RECORDS SHOWN START

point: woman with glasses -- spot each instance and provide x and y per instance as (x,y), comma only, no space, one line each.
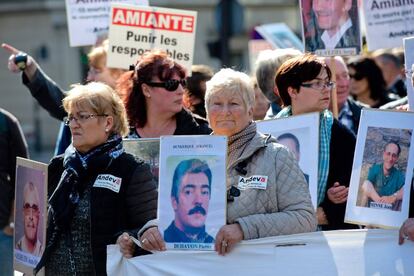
(98,194)
(367,82)
(278,205)
(304,84)
(155,93)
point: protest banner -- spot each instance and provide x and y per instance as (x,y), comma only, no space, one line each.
(387,23)
(255,47)
(147,149)
(192,190)
(341,252)
(30,213)
(136,29)
(331,28)
(87,20)
(279,35)
(409,67)
(295,132)
(382,171)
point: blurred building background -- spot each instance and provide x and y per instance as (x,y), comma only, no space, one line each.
(39,27)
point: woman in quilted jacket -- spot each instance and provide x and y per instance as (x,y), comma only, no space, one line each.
(279,205)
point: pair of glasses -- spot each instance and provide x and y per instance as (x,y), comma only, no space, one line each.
(170,85)
(320,85)
(356,76)
(27,207)
(81,118)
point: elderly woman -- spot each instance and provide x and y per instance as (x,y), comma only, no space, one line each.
(284,206)
(99,194)
(154,106)
(304,84)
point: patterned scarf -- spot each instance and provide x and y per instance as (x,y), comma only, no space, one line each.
(238,142)
(72,185)
(325,126)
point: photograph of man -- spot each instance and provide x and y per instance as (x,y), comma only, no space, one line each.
(292,143)
(190,197)
(336,25)
(384,185)
(30,243)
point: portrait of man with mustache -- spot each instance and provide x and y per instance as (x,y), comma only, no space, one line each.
(190,197)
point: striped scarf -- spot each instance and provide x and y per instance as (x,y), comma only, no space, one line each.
(325,126)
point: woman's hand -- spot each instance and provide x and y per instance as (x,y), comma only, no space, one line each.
(151,240)
(31,65)
(407,231)
(127,246)
(338,193)
(228,236)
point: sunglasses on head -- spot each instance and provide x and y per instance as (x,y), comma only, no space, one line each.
(170,85)
(356,76)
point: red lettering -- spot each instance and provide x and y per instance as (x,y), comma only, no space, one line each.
(153,20)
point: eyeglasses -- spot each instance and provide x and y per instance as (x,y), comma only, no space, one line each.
(356,76)
(81,118)
(27,207)
(170,85)
(319,85)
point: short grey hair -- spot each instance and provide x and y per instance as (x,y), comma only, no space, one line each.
(267,64)
(234,81)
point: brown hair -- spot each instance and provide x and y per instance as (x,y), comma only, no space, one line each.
(155,63)
(296,71)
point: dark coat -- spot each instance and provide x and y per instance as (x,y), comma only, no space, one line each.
(342,149)
(112,213)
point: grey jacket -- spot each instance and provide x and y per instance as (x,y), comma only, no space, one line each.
(284,207)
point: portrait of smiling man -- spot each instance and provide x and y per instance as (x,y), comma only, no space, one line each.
(30,243)
(190,198)
(336,24)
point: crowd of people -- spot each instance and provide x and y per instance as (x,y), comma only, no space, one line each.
(157,97)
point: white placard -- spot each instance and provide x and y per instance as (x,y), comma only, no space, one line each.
(87,20)
(136,29)
(373,169)
(388,22)
(280,36)
(191,212)
(331,28)
(300,134)
(409,62)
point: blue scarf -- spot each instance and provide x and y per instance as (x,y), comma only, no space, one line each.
(325,126)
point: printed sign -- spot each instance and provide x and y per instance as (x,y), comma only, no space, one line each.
(388,22)
(30,214)
(134,30)
(331,28)
(192,190)
(409,67)
(87,20)
(382,172)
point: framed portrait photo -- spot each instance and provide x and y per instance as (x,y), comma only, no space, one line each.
(382,171)
(192,190)
(300,134)
(148,149)
(331,28)
(30,213)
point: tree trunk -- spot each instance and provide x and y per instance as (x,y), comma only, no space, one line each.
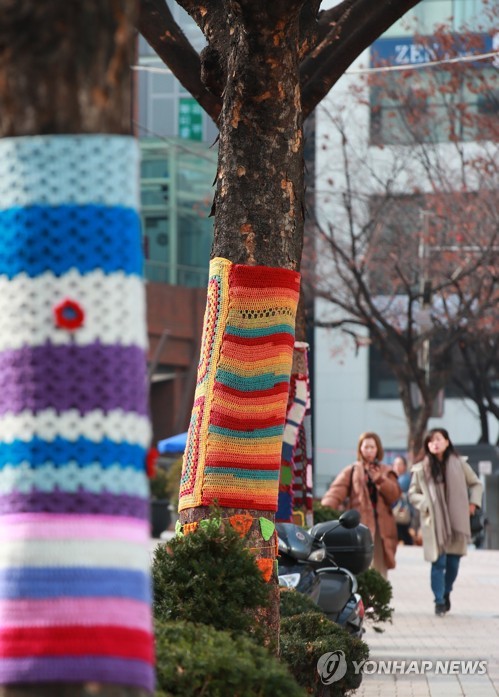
(65,69)
(259,186)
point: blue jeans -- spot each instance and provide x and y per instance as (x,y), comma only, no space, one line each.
(443,574)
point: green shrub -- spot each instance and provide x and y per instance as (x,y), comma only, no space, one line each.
(324,513)
(376,593)
(194,660)
(209,577)
(307,637)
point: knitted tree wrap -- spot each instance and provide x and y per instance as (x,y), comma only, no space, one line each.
(74,428)
(233,450)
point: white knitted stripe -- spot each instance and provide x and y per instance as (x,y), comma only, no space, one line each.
(114,307)
(117,425)
(117,480)
(113,554)
(69,169)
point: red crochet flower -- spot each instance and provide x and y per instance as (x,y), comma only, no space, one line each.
(69,315)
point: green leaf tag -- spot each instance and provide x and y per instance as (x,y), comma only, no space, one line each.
(267,527)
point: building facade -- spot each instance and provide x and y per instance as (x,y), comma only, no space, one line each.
(365,155)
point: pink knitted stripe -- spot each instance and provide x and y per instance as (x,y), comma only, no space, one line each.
(31,612)
(72,526)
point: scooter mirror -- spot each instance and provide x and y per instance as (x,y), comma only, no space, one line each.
(350,519)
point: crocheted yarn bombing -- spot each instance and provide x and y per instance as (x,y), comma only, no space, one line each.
(74,527)
(295,484)
(233,449)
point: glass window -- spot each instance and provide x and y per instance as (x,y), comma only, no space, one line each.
(176,197)
(382,381)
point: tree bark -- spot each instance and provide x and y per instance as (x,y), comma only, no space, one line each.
(259,185)
(65,68)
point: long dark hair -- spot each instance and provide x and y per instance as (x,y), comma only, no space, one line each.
(437,467)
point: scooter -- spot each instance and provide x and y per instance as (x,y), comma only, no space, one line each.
(310,563)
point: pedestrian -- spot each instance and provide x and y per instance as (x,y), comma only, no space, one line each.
(372,488)
(446,492)
(402,510)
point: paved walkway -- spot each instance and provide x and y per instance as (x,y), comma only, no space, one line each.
(469,632)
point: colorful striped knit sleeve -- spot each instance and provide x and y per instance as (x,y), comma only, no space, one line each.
(74,531)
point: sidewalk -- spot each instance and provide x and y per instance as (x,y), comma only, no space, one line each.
(470,631)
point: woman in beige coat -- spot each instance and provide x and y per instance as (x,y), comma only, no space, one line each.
(446,491)
(372,488)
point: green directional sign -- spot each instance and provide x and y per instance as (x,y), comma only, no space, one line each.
(190,119)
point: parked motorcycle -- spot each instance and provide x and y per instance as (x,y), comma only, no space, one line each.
(322,564)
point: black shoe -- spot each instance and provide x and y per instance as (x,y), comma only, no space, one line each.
(440,609)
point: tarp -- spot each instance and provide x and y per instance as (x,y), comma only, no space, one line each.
(174,444)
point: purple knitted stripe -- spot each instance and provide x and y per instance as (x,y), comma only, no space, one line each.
(81,669)
(80,502)
(73,377)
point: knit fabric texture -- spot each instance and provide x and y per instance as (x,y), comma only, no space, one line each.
(75,586)
(295,483)
(233,449)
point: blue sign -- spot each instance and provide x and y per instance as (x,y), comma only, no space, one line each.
(407,50)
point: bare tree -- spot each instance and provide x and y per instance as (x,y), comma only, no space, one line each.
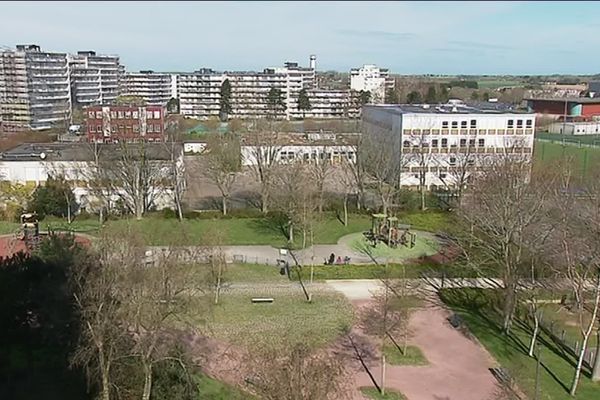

RECORDS SHOWN END

*WHAT YOU WILL DO*: Each line of the data should be quoted exactly, with pictures left out.

*FINAL ANSWER*:
point: woman with glasses -- spot each instance and provide x and y per instance as (x,y), comma only, no space, one line each.
(98,194)
(367,82)
(278,205)
(304,84)
(155,93)
point: protest banner -- spot each instance and provide x and y per instance as (x,y), comma only, no space, one line each.
(387,23)
(255,47)
(147,149)
(192,190)
(341,252)
(30,213)
(136,29)
(331,28)
(87,20)
(279,35)
(409,67)
(295,132)
(382,171)
point: blurred building background -- spot each instance and provide x and y per instance as (x,y), comma only, no space, one line each.
(39,27)
point: woman in quilted jacket -- spot each instance and provide x and y per instance as (x,y), comma only, no space, one line each.
(279,205)
point: pair of glasses -- spot each instance and provide x and y per instance as (x,y), comma only, no space, one line each.
(170,85)
(320,85)
(356,76)
(27,207)
(81,118)
point: elderly woman -- spot each instance and provide x and y per instance as (x,y), comma only, no space, one line each.
(284,206)
(99,194)
(154,106)
(304,84)
point: patterned scarf -- spot each instance and provide x and y per instance as (x,y), comma only, no space, one line each.
(238,142)
(72,185)
(325,126)
point: photograph of man -- spot each instance and provide x and y per instance as (x,y), comma only, no space, one line each.
(292,143)
(190,197)
(336,25)
(384,185)
(30,243)
point: portrait of man with mustache -- spot each instance and provide x and y per instance as (x,y), comma only, no space, one line each.
(190,197)
point: striped scarf -- spot each instance and provide x and y per instance as (x,y), comma only, no space, one line each.
(325,126)
point: woman's hand -- spot each instance and provide x and y per instance as (x,y), comma only, no space, one line each.
(151,240)
(31,65)
(407,231)
(127,246)
(338,193)
(228,236)
point: sunglasses on head -- spot each instance and provide x and y per instance as (x,y), comma only, no space, one line each.
(170,85)
(356,76)
point: red lettering -- spot each instance and provide x and y per instance as (x,y), comma only, no space, one line each.
(153,20)
point: eyeglasses -- spot each instance and provide x and y per instance as (x,y), comma only, no space, one line each.
(356,76)
(81,118)
(27,207)
(170,85)
(319,85)
point: short grey hair -- spot each instance and provide x and y per instance as (x,y), comma only, no space, one line each.
(267,64)
(234,81)
point: brown hair -- spot each instance and provide x and y per instance as (x,y), comma only, no space, one line each.
(155,63)
(296,71)
point: dark coat -- spot each instance and provide x and y per instance as (x,y), comma only, no space, one line each.
(342,149)
(112,213)
point: grey jacket -- spot each instance and provide x and y per instance as (x,y), comma only, no space, one line each.
(284,207)
point: portrait of smiling man -- spot each instance and provide x and y per instance as (x,y), comma only, no space, one line each.
(30,243)
(190,198)
(336,24)
point: crowd of people -- spot each instance and provide x and y per instance as (x,y), comma only, no space, one line each.
(157,97)
point: white placard -- spot each instance and provide x and y per instance as (x,y), comma only, no space, one line each.
(87,20)
(136,29)
(373,169)
(388,22)
(280,36)
(191,212)
(331,28)
(300,134)
(409,62)
point: blue scarf -- spot each instance and provide x and y per instance as (x,y), comma only, no space, one line each.
(325,126)
point: printed sign -- spot each instance and provide x and y per instance as (x,y), comma only, no space, one line each.
(388,22)
(30,214)
(134,30)
(331,28)
(192,190)
(409,67)
(87,20)
(382,172)
point: framed portrait photo -- spot each instance and provide x and y per instance as (x,y), comma only, no space, one line each.
(382,171)
(192,190)
(300,134)
(148,149)
(331,28)
(30,213)
point: tree trunk -- spot each instance and provide x and y per instance as (x,y), comma only, no space, one line each.
(65,69)
(259,186)
point: blue jeans -- spot each instance and provide x and y per instance as (x,y), comma only, no space, one line each.
(443,574)
point: green shrub -- spot each instance and provide x and y per instance as (x,y), comma only, no space, one line each.
(324,513)
(376,593)
(194,660)
(209,577)
(307,637)
point: knitted tree wrap -- spot each instance and provide x and y per instance as (x,y), comma only, no space, one line each.
(74,428)
(233,450)
point: white knitted stripe -- spot each instance and provide x and y per instance as (x,y), comma only, no space, one line each.
(114,307)
(117,425)
(117,480)
(113,554)
(69,169)
point: red crochet flower -- spot each instance and provide x and y per instance as (x,y), comma only, no space, one line each.
(69,315)
point: green leaf tag -- spot each instance and provide x and y per instance as (x,y), comma only, no space, one line each.
(267,527)
point: building facade -- spot each instance and provide x and y per instance as (x,y), comma only, no space, one line each.
(365,155)
point: pink knitted stripe -- spot each instance and provide x and y per instance as (x,y), comma only, no space, one line each.
(31,612)
(72,526)
point: scooter mirror -- spot each instance and provide x and y per instance as (x,y), comma only, no space, one line each.
(350,519)
point: crocheted yarn bombing -- spot each instance and provide x and y per instance as (x,y), comma only, no space, one line each.
(74,527)
(295,484)
(233,449)
point: glass window -- spot each instance and provide x and y per instance as (x,y), comma only, no space, one line each.
(176,197)
(382,381)
point: tree bark -- spot each instance and provide x and y per instance as (x,y), comma only, no space, one line each.
(259,185)
(65,68)
point: long dark hair -- spot each instance and provide x and y per instance as (x,y), comma only, no space, one line each.
(437,467)
point: scooter -- spot each instance and provide x and y per instance as (x,y), comma only, no space, one line each.
(310,563)
point: pedestrian -- spot each instance and provide x and y per instance as (x,y), comma only, no space, one line each.
(372,488)
(446,492)
(402,510)
point: paved walkway -- spot each instance and provide x and y per instance as (x,y), comma only, no space, one line each.
(469,632)
point: colorful striped knit sleeve -- spot each instance and provide x and y per instance as (x,y), comma only, no space, one line each.
(74,531)
point: sidewalk -- spot each instance and provide x and y per instance as (x,y), comma only, no space, one line each.
(470,631)
point: woman in beige coat -- spot each instance and provide x and y per instance as (x,y), comma only, no space, one line each.
(446,491)
(372,488)
point: green directional sign -- spot each instance and provide x and y per instance as (x,y), comma only, no space, one line each.
(190,119)
point: parked motorcycle -- spot each instance and provide x and y per instance as (x,y), comma only, no space, one line each.
(322,564)
point: black shoe -- spot each instance and provide x and y per instance as (x,y), comma only, no space, one line each.
(440,609)
point: tarp -- spot each instance and provide x and y per instance as (x,y), comma only, no space, one line each.
(174,444)
point: purple knitted stripe -- spot each instance and provide x and y per instance as (x,y), comma only, no space, one line each.
(81,669)
(80,502)
(73,377)
point: knit fabric texture -- spot each instance and provide x and y per instance as (x,y), comma only, no space, one line each.
(75,586)
(295,483)
(233,449)
point: blue sign -- spot each instance and provide x and y per instance as (x,y), comma only, no space, one line each.
(407,50)
point: bare tree -- spot each instance and provide x and y per instance as (x,y), comma only, no space, one line each.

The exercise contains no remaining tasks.